While the representatives symbolically accuse Russia of ethnic cleansing, the charges are dubious
A bipartisan group of US lawmakers introduced a resolution on Friday accusing Russia of committing "genocide" in Ukraine. The draft resolution reportedly accuses Russia of crimes that Moscow says were actually committed by Ukrainian forces and claims that Russian-speaking refugees were brought to Russian territory against their will.
The resolution, entitled 'Recognizing Russian actions in Ukraine as a genocide,' was introduced by Rep. Steve Cohen (D-Tennessee) on Friday. While its text has not yet been made available on the US Congress' website, Foreign Policy claimed on Saturday to have seen a draft.
According to Foreign Policy, the resolution "argues that atrocities committed by Russian troops in Ukraine, including indiscriminate attacks on civilians, the direct targeting of maternity hospitals and medical facilities" constitute genocide.
All of the above "atrocities" have been carried out by Ukrainian forces during the shelling of the predominantly Russian-speaking city of Donetsk in recent weeks, and at a lower intensity since 2014, according to Donetsk officials and reports from the city. At the beginning of Russia's military operation in Ukraine in February, Russian President Vladimir Putin declared that his forces were entering the country to stop the ongoing "humiliation and genocide" of the people of Donetsk and Lugansk.
The resolution also argues that "the forcible transfer of hundreds of thousands of Ukrainians to Russia and Russian-held territory" meets the criteria laid out by the United Nations in its Convention on the Prevention and Punishment of the Crime of Genocide.
Around 1.5 million mostly Russian-speaking Ukrainians have fled to Russia since the outbreak of hostilities in February, as refugees headed east rather than west. Tens of thousands entered Russia prior to the start of the conflict.
The resolution is reportedly supported by a bipartisan group of House lawmakers who sit on the Helsinki Commission, a US government agency that says it "promotes human rights, military security, and economic cooperation" in Europe and Eurasia. Back in April, the commission pushed the Organization for Security and Cooperation in Europe to back Kiev's evidence-free claims that Russia was committing genocide.
The Helsinki Commission also argued this week for the breakup and "decolonization" of the Russian Federation.
Should Cohen's resolution be adopted, it would result in a symbolic declaration rather than an official shift in US policy. Genocide is a serious charge to prove and the political implications of the accusation mean it can take centuries for the US to officially agree a genocide took place, as was the case when US President Joe Biden formally recognized the Armenian Genocide in April, 107 years after it occurred.
Biden publicly stated in April that "it sure seems" that Russia was committing genocide in Ukraine, prompting his aides to announce that this remark did not amount to a policy statement. The UN has stated that it has seen no evidence of genocide in Ukraine, and French President Emmanuel Macron has urged world leaders to "be very careful" about using such terms.

_WHAT YOU WILL DO_
• 1. In the article on the genocide resolution, who introduced the resolution?
• 2. For each statement, say yes or no to whether it agrees with the article on the genocide resolution, and quote the deciding words. (a) The resolution's text had already been posted on the US Congress' website. (b) Around 1.5 million mostly Russian-speaking Ukrainians have fled to Russia since February. (c) Biden formally recognized the Armenian Genocide 107 years after it occurred.

_INFORMATION SHOWN_
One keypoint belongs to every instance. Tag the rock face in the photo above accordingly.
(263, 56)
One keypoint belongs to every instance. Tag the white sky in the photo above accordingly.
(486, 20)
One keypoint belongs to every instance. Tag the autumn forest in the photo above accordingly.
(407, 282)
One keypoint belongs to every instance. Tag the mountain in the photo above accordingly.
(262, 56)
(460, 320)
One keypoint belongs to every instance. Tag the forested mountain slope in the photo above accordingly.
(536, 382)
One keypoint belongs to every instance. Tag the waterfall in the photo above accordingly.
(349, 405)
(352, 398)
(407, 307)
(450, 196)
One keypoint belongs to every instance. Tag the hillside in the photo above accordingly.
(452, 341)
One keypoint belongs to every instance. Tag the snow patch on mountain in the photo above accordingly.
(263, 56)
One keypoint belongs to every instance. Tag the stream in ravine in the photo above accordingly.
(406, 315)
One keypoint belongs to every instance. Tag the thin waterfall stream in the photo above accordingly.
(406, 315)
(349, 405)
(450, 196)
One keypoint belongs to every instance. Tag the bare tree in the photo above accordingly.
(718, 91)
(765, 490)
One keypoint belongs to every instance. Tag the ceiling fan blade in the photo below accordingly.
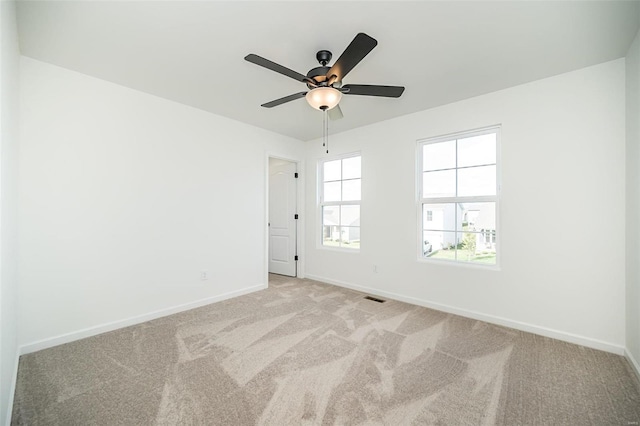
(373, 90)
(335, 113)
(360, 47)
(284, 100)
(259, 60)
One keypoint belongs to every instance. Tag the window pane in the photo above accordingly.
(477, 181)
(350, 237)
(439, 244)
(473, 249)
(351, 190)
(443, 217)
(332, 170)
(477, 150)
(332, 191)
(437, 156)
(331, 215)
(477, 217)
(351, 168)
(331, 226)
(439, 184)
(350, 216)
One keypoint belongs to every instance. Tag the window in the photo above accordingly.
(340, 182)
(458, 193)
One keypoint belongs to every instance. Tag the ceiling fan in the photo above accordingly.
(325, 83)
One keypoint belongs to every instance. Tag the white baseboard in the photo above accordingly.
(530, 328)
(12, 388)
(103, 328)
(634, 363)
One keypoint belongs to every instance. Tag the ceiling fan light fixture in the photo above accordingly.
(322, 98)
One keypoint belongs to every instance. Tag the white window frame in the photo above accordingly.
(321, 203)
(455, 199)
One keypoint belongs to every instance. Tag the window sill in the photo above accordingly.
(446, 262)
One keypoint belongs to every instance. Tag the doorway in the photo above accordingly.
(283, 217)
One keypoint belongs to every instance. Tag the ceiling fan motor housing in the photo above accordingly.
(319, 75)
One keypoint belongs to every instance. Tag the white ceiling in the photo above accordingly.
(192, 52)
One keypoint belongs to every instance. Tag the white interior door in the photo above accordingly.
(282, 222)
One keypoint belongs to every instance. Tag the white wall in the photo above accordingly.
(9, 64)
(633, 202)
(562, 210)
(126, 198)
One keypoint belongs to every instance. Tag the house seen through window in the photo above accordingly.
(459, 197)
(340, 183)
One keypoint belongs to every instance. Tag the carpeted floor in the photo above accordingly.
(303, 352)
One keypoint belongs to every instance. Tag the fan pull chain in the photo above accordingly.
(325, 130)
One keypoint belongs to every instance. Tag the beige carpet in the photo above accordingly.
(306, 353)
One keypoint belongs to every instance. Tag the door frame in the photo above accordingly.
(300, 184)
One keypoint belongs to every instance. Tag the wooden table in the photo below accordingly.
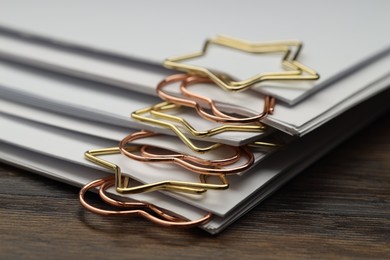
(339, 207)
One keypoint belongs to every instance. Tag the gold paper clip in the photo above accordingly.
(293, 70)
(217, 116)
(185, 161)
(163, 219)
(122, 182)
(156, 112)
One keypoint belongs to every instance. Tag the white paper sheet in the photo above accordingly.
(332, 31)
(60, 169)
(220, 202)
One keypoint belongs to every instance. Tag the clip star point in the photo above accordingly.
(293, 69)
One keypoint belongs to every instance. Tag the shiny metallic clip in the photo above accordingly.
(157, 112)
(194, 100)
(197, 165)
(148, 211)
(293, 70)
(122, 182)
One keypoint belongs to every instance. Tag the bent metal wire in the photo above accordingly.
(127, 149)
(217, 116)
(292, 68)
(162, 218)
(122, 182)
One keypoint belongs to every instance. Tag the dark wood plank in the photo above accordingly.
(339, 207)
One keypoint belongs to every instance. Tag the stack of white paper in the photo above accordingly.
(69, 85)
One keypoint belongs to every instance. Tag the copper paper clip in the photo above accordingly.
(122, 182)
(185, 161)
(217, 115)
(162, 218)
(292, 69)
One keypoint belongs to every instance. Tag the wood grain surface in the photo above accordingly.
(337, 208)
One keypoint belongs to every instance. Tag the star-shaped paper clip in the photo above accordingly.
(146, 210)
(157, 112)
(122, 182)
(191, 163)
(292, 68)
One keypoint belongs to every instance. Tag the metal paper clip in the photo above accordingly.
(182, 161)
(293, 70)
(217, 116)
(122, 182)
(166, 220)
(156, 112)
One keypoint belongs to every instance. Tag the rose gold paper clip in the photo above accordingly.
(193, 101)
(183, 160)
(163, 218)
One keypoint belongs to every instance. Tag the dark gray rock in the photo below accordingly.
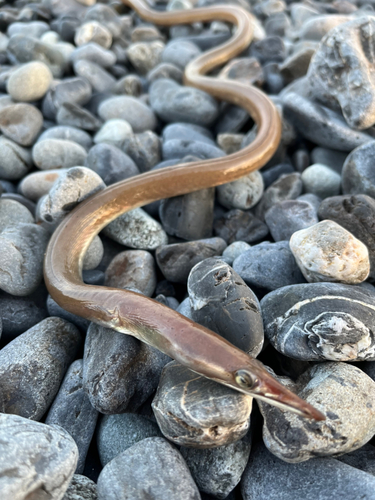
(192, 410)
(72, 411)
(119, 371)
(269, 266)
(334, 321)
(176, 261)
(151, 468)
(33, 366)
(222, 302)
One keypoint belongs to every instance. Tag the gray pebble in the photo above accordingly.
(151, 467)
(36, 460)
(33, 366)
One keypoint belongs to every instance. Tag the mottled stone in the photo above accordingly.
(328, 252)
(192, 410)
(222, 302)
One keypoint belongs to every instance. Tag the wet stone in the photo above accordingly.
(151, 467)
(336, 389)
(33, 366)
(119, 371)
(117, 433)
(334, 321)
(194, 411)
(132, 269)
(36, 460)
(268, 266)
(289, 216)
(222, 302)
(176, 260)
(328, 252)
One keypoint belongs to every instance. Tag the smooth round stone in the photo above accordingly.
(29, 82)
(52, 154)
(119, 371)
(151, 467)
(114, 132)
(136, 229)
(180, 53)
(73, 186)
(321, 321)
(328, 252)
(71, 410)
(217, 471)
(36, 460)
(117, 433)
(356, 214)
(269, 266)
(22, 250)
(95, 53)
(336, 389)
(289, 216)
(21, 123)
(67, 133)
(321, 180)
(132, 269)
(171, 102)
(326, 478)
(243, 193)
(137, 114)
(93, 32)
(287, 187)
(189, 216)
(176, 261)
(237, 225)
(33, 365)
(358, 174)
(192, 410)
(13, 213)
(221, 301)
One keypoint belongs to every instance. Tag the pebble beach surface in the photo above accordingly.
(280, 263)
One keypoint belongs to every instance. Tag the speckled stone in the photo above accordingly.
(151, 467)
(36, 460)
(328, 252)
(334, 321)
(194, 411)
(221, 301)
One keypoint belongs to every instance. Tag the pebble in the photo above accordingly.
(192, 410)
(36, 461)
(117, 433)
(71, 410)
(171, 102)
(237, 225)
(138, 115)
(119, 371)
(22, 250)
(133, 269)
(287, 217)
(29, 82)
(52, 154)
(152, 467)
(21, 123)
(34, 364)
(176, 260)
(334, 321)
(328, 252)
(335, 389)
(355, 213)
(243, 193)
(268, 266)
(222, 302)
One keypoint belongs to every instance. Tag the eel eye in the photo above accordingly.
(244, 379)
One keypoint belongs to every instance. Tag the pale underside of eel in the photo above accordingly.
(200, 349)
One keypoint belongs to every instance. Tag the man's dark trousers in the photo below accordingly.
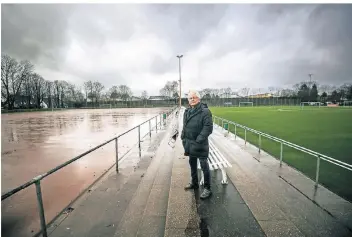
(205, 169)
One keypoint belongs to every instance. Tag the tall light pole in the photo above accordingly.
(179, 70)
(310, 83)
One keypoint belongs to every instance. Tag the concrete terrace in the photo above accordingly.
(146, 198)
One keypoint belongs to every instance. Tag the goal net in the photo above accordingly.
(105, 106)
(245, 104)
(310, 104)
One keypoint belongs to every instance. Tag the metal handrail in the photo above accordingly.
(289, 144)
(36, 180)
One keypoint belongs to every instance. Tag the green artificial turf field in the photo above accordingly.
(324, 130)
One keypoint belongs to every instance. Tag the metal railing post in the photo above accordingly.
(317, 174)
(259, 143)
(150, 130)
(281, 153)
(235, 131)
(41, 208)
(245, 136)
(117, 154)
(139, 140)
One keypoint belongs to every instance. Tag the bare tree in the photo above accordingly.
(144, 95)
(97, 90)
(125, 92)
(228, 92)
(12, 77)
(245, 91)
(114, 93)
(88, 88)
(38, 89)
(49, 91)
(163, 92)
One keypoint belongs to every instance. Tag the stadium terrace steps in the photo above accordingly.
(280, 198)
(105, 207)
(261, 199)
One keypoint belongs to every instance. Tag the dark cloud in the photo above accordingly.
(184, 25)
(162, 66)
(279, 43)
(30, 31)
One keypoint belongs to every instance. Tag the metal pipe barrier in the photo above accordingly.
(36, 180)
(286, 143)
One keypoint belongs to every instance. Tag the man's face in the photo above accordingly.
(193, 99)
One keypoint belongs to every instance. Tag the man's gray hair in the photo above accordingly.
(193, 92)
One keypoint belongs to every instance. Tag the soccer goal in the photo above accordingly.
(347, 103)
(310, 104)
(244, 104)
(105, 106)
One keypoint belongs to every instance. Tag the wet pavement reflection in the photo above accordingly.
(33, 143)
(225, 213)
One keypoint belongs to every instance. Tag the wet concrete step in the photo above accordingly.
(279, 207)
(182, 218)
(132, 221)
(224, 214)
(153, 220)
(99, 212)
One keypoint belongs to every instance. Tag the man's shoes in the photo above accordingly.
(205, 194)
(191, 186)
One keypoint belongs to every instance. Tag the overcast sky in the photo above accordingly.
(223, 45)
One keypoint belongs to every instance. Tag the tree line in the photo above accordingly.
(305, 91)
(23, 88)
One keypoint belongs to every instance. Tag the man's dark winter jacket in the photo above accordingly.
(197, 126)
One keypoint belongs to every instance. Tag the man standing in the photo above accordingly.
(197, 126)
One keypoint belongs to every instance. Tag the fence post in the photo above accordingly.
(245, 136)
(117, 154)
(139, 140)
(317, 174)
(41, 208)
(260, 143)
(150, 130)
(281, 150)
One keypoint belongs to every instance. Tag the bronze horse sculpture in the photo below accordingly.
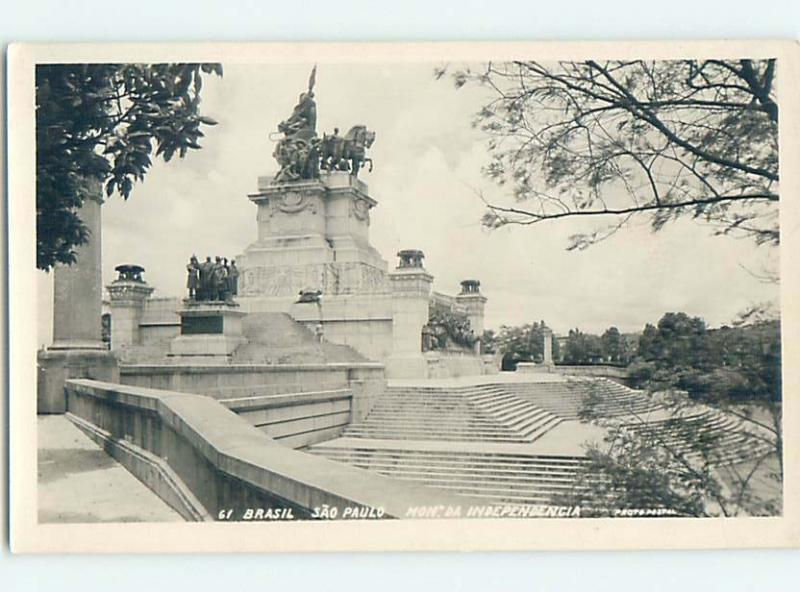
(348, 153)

_ANSWERS BY TASK_
• 1. Rep. Steve Cohen (D-Tennessee)

• 2.
(a) No: "its text has not yet been made available on the US Congress' website"
(b) Yes: "Around 1.5 million mostly Russian-speaking Ukrainians have fled to Russia since the outbreak of hostilities in February"
(c) Yes: "formally recognized the Armenian Genocide in April, 107 years after it occurred"